- DESCRIPTION OF THE TASK
Repeat each line word for word.

- DATA SUPPLIED
--- BEGIN ---

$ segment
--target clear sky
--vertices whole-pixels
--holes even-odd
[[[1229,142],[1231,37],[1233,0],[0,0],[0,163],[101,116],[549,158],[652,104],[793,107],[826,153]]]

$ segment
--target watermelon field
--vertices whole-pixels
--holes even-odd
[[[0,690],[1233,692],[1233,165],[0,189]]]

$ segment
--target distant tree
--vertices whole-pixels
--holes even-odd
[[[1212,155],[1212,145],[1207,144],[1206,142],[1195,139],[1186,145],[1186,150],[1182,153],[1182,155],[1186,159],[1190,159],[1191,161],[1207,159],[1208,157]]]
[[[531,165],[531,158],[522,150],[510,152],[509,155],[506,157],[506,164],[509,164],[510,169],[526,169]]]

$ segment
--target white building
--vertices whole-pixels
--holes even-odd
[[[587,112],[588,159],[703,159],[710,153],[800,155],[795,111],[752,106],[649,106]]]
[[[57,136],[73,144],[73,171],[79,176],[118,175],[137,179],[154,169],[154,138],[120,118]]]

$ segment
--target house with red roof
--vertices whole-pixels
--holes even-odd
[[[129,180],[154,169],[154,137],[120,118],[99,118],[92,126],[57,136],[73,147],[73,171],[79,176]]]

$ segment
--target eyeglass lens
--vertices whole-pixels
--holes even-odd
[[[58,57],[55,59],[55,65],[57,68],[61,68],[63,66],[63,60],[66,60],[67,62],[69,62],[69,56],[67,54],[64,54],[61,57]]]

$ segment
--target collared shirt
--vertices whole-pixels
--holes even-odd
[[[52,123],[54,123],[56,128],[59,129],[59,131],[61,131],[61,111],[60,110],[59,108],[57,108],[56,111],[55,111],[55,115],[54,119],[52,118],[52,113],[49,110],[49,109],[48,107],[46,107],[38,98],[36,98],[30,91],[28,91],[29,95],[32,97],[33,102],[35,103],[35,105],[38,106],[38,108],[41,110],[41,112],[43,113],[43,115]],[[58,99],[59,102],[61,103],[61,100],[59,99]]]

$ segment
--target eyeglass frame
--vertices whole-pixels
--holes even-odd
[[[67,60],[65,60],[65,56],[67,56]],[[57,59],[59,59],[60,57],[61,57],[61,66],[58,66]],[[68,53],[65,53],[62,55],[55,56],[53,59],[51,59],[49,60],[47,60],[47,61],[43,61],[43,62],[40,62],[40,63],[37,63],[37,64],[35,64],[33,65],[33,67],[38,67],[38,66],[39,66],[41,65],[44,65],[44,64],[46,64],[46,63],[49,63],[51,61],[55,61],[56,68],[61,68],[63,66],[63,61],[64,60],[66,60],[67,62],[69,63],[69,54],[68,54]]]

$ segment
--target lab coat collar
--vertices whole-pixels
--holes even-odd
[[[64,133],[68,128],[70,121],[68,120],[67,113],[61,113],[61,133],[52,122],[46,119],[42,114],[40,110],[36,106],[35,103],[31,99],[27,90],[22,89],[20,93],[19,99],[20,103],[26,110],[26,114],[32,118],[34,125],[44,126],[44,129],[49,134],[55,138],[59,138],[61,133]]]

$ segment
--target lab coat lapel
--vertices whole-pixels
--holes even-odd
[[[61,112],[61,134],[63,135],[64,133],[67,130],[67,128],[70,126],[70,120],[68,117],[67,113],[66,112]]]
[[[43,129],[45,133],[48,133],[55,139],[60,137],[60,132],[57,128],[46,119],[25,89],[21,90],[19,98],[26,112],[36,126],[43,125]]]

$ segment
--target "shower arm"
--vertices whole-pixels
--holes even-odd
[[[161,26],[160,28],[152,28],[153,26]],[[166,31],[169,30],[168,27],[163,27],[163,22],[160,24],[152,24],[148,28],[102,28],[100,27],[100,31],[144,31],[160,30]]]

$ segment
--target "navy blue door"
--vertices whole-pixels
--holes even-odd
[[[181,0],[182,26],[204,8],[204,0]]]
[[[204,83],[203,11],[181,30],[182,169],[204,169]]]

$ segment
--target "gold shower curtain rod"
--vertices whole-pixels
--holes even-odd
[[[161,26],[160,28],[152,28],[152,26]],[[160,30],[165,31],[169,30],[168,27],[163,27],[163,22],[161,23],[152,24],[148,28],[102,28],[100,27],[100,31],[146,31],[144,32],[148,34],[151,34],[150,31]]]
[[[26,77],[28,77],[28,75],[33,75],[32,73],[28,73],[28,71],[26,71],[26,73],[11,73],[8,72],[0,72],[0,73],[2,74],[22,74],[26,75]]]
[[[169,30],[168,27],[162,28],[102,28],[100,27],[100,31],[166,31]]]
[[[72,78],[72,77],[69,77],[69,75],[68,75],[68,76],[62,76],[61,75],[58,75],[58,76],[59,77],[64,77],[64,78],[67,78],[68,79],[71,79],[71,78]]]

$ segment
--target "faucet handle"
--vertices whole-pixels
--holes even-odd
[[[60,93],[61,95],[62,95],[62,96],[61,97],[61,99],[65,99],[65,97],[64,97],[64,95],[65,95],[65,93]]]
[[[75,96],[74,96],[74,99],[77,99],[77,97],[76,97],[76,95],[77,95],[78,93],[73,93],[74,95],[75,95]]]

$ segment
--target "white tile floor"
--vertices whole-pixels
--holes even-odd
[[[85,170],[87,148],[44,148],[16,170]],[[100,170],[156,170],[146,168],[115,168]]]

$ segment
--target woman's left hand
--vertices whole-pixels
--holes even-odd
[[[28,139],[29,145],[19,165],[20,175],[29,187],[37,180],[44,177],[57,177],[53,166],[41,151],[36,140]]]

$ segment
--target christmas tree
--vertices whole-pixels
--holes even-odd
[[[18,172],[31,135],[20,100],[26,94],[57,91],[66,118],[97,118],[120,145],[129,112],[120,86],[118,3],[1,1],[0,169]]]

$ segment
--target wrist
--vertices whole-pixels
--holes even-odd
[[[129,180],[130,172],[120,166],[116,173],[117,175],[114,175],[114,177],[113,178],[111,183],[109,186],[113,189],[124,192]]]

--- END ---

- WRITTEN REPLY
$ segment
--target clear sky
--vertices whole-pixels
--holes even-odd
[[[1229,142],[1231,37],[1233,0],[0,0],[0,163],[101,116],[549,158],[652,104],[793,107],[826,153]]]

$ segment
--target watermelon field
--vertices whole-pixels
--holes even-odd
[[[0,690],[1233,692],[1233,165],[0,189]]]

$ segment
--target distant tree
--vertices whole-pixels
--holes even-odd
[[[1212,155],[1212,145],[1207,144],[1206,142],[1195,139],[1186,145],[1186,150],[1182,153],[1182,155],[1186,159],[1190,159],[1191,161],[1207,159],[1208,157]]]
[[[531,165],[531,158],[522,150],[510,152],[509,155],[506,157],[506,164],[509,164],[510,169],[526,169]]]

$ segment
--target white building
--vertices whole-pixels
--holes even-odd
[[[587,112],[588,159],[703,159],[710,153],[800,155],[795,111],[752,106],[649,106]]]
[[[57,136],[73,144],[73,171],[79,176],[118,175],[137,179],[154,169],[154,138],[120,118]]]

$ segment
--target house with red roof
--vertices whole-pixels
--holes even-odd
[[[129,180],[154,169],[154,137],[120,118],[99,118],[92,126],[57,136],[73,147],[73,171],[79,176]]]

$ segment
--target eyeglass lens
--vertices whole-pixels
--holes even-odd
[[[58,57],[55,59],[55,65],[57,68],[61,68],[63,66],[63,60],[66,60],[67,62],[69,62],[69,56],[67,54],[64,54],[61,57]]]

$ segment
--target collared shirt
--vertices whole-pixels
--holes even-odd
[[[52,123],[54,123],[56,128],[59,129],[59,131],[61,131],[61,111],[60,110],[59,108],[57,108],[56,111],[55,111],[55,115],[54,119],[52,118],[52,113],[49,110],[49,109],[48,107],[46,107],[38,98],[36,98],[30,91],[28,91],[29,95],[32,97],[33,102],[35,103],[35,105],[38,106],[38,108],[41,110],[41,112],[43,113],[43,115]],[[58,99],[59,102],[61,103],[61,100],[59,99]]]

$ segment
--target eyeglass frame
--vertices whole-pixels
--holes even-odd
[[[67,60],[65,60],[65,56],[67,56]],[[57,59],[59,59],[60,57],[61,57],[61,66],[58,66]],[[68,53],[65,53],[62,55],[55,56],[53,59],[51,59],[49,60],[47,60],[47,61],[43,61],[43,62],[40,62],[40,63],[37,63],[37,64],[35,64],[33,65],[33,67],[38,67],[38,66],[39,66],[41,65],[44,65],[44,64],[46,64],[46,63],[49,63],[51,61],[55,61],[56,68],[61,68],[63,66],[63,61],[64,60],[66,60],[67,62],[69,63],[69,54],[68,54]]]

$ segment
--target lab coat collar
--vertices whole-pixels
--holes even-odd
[[[64,133],[68,128],[70,121],[68,120],[67,113],[61,113],[61,133],[52,122],[46,119],[42,114],[40,110],[36,106],[35,103],[31,99],[27,90],[22,89],[20,93],[19,99],[20,103],[26,110],[26,114],[32,118],[34,125],[44,126],[44,129],[49,134],[55,138],[59,138],[61,133]]]

$ segment
--target lab coat lapel
--vertices whole-pixels
--holes even-odd
[[[61,112],[61,134],[63,135],[64,133],[67,130],[67,128],[70,126],[70,120],[68,117],[67,113],[66,112]]]
[[[43,129],[45,133],[48,133],[55,139],[60,137],[60,132],[57,128],[46,119],[25,89],[21,90],[19,98],[26,112],[36,126],[43,125]]]

$ segment
--target "shower arm"
--vertices whole-pixels
--holes even-odd
[[[161,26],[160,28],[152,28],[153,26]],[[166,31],[169,30],[168,27],[163,27],[163,22],[160,24],[152,24],[148,28],[102,28],[100,27],[100,31],[144,31],[160,30]]]

$ segment
--target "navy blue door"
--vertices whole-pixels
--holes even-odd
[[[181,0],[182,26],[204,8],[204,0]]]
[[[204,83],[203,11],[181,30],[182,169],[204,169]]]

$ segment
--target "gold shower curtain rod"
--vertices whole-pixels
--holes even-odd
[[[161,26],[160,28],[152,28],[152,26]],[[160,30],[165,31],[169,30],[168,27],[163,27],[163,22],[161,23],[152,24],[148,28],[102,28],[100,27],[100,31],[146,31],[144,32],[148,34],[151,34],[150,31]]]
[[[26,77],[28,77],[28,75],[33,75],[32,73],[28,73],[28,71],[26,71],[26,73],[11,73],[8,72],[0,72],[0,73],[2,74],[22,74],[26,75]]]
[[[169,30],[168,27],[162,28],[102,28],[100,27],[100,31],[166,31]]]
[[[72,78],[72,77],[69,77],[69,75],[68,75],[68,76],[62,76],[61,75],[58,75],[58,76],[59,77],[64,77],[64,78],[67,78],[68,79],[71,79],[71,78]]]

$ segment
--target "faucet handle"
--vertices whole-pixels
--holes even-odd
[[[60,93],[61,95],[62,95],[62,96],[61,97],[61,99],[65,99],[65,97],[64,97],[64,95],[65,95],[65,93]]]
[[[75,96],[74,96],[74,99],[77,99],[77,97],[76,97],[76,95],[77,95],[78,93],[73,93],[74,95],[75,95]]]

$ segment
--target "white tile floor"
--vertices whole-pixels
--holes even-odd
[[[85,170],[87,148],[44,148],[16,170]],[[100,170],[156,170],[146,168],[115,168]]]

$ segment
--target woman's left hand
--vertices whole-pixels
--holes even-odd
[[[28,139],[29,145],[19,165],[20,175],[29,187],[37,180],[44,177],[57,177],[53,166],[41,151],[36,140]]]

$ segment
--target christmas tree
--vertices whole-pixels
--holes even-odd
[[[18,172],[31,135],[20,100],[26,94],[57,91],[66,118],[97,118],[120,145],[129,112],[120,86],[118,3],[1,1],[0,169]]]

$ segment
--target wrist
--vertices whole-pixels
--holes even-odd
[[[129,180],[130,172],[120,166],[116,173],[117,175],[114,175],[114,177],[113,178],[111,183],[109,186],[113,189],[124,192]]]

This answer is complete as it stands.